Exercise brief
In the llama.cpp sampling text, which parameter lets users rearrange the middle portion of the sampler chain?

The model forward pass outputs a logits vector of length n_vocab — the unnormalized log-probability for each token. Sampling’s task is to select the next token from this enormous probability distribution. llama.cpp uses a configurable sampler chain to accomplish this.

Default Sampler Chain Construction Order

common_sampler_init() (common/sampling.cpp) builds the sampler chain in the following order. This order is critical — each sampler modifies logits/probabilities before passing them to the next:

logit_bias -> penalties -> DRY -> top-n-sigma -> top-k -> typical-p -> top-p -> min-p -> XTC -> temperature -> dist

The default order is defined in common/common.h:

std::vector<enum common_sampler_type> samplers = {
    COMMON_SAMPLER_TYPE_PENALTIES,
    COMMON_SAMPLER_TYPE_DRY,
    COMMON_SAMPLER_TYPE_TOP_N_SIGMA,
    COMMON_SAMPLER_TYPE_TOP_K,
    COMMON_SAMPLER_TYPE_TYPICAL_P,
    COMMON_SAMPLER_TYPE_TOP_P,
    COMMON_SAMPLER_TYPE_MIN_P,
    COMMON_SAMPLER_TYPE_XTC,
    COMMON_SAMPLER_TYPE_TEMPERATURE,
};
// dist (sample from distribution) is implicitly appended at the end

Here, logit_bias is fixed at the front (added separately outside the chain), and dist (final random sampling) is fixed at the end. Users can rearrange the middle portion’s order via the --samplers parameter.

Data section

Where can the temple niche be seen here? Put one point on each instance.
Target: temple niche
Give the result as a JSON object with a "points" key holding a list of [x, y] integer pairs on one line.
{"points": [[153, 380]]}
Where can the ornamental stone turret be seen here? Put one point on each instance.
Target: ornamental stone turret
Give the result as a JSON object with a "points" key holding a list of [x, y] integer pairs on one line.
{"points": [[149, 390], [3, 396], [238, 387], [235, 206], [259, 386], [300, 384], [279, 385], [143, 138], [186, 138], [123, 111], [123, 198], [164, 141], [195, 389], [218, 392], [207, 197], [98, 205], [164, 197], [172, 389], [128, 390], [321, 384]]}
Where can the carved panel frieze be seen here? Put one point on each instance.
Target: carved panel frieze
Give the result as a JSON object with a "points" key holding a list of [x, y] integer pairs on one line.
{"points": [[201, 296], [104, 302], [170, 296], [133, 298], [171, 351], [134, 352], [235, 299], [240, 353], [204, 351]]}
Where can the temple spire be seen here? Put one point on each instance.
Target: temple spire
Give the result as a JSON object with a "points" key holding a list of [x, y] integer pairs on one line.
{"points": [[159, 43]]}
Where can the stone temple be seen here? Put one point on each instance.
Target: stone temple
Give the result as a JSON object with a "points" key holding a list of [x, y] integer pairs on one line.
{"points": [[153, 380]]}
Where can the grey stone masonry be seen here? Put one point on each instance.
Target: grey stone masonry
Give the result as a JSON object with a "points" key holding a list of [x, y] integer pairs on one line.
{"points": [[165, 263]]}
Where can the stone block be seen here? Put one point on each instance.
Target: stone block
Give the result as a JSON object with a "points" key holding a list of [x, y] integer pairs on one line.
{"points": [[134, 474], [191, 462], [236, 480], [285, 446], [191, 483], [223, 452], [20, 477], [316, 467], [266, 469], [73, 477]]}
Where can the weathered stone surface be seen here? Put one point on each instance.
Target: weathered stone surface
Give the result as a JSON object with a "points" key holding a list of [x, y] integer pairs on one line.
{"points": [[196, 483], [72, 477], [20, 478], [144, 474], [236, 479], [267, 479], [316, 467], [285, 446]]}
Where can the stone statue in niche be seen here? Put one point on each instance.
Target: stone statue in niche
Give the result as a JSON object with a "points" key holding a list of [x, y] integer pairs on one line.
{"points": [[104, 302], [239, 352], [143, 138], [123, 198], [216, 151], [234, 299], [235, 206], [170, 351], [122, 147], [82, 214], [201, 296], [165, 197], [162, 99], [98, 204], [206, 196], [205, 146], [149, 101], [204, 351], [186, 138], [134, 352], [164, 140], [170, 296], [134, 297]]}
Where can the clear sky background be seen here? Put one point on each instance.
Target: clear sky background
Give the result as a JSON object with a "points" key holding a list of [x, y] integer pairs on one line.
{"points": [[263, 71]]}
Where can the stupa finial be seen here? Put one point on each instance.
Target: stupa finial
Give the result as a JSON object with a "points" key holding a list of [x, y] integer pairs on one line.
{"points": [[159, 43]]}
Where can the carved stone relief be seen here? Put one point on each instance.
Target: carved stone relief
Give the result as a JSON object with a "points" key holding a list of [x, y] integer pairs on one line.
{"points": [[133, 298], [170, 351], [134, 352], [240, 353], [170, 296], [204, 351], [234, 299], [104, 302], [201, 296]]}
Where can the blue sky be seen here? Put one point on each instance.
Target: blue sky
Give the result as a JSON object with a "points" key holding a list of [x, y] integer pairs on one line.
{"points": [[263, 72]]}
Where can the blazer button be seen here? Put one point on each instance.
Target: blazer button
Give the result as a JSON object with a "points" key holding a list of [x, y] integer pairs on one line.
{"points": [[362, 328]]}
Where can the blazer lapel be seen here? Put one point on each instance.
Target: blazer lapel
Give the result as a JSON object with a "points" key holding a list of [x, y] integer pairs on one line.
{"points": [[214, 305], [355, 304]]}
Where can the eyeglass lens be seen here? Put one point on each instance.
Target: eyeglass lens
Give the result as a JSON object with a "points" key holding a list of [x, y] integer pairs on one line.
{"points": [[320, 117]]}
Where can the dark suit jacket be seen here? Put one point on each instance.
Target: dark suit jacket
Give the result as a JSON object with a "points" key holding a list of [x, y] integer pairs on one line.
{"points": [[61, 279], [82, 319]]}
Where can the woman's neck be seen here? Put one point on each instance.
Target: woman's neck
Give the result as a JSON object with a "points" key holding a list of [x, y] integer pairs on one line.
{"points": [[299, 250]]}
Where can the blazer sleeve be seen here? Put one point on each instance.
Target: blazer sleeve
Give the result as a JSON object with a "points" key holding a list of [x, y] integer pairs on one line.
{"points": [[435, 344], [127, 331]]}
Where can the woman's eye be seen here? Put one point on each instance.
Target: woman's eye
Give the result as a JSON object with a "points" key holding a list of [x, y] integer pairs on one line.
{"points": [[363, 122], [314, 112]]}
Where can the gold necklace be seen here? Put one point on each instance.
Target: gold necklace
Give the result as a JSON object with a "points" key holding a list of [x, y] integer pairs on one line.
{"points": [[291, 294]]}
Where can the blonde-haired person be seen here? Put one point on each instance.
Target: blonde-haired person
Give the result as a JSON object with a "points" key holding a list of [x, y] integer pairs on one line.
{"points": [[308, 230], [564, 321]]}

Exercise output
The --samplers parameter.